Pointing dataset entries
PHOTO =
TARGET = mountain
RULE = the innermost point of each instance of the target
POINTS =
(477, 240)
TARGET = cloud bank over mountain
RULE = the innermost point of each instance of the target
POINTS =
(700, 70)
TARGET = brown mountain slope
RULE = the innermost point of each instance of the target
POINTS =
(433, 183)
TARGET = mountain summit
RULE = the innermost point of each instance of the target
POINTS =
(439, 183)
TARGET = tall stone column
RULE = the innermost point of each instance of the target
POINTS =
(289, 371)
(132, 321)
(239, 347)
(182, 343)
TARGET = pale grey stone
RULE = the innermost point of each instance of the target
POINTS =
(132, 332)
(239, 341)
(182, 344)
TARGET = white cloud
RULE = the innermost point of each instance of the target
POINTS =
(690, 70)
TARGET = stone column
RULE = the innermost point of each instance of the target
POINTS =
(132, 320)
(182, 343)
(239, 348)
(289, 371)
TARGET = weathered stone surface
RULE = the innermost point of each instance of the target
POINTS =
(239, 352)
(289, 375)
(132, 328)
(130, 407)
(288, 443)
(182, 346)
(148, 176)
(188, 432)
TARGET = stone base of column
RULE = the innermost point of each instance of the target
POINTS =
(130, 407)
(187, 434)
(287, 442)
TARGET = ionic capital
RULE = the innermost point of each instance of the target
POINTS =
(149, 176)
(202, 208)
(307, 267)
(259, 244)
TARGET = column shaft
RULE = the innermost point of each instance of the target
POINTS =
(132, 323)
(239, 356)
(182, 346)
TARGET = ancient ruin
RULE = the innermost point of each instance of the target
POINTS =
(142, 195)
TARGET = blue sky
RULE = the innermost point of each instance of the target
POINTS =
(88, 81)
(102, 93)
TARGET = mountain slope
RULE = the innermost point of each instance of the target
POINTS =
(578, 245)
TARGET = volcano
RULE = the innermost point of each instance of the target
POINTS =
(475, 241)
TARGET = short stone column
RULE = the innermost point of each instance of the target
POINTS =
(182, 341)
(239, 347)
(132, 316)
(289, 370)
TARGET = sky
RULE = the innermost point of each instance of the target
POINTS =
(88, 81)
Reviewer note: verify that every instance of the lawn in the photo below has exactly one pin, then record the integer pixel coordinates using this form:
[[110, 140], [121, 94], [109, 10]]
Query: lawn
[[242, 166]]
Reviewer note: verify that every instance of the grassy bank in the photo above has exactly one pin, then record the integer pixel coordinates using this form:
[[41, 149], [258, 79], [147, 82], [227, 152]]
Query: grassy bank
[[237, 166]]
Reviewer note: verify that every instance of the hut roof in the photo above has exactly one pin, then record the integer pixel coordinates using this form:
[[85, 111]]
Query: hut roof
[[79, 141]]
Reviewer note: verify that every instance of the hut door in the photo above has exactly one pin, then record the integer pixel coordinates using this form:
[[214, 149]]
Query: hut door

→ Instruction
Can you copy out everything from the line containing "TARGET = volcano" down to the line containing "[[237, 166]]", both lines included, shifting every coordinate in the answers by -54 and leaving all other text unchanged?

→ Answer in full
TARGET = volcano
RULE = the innermost point of each instance of the target
POINTS =
(421, 187)
TARGET = short stone column
RULE = the innermost point of each instance of the target
POINTS =
(128, 287)
(185, 293)
(78, 262)
(235, 316)
TARGET = sky
RULE = the innermost point of each instance of the target
POINTS =
(34, 27)
Reviewer note: verify that every instance of the lawn in the photo below has exactly one pin, then record the integer pixel coordinates using this form:
[[110, 140], [121, 94], [109, 10]]
Query: lawn
[[188, 112]]
Reviewer note: verify that every instance of the grassy bank in the photo above has exactly one pin, then record the integer pixel coordinates using this form:
[[41, 149], [258, 79], [147, 82], [227, 152]]
Query: grassy bank
[[183, 112]]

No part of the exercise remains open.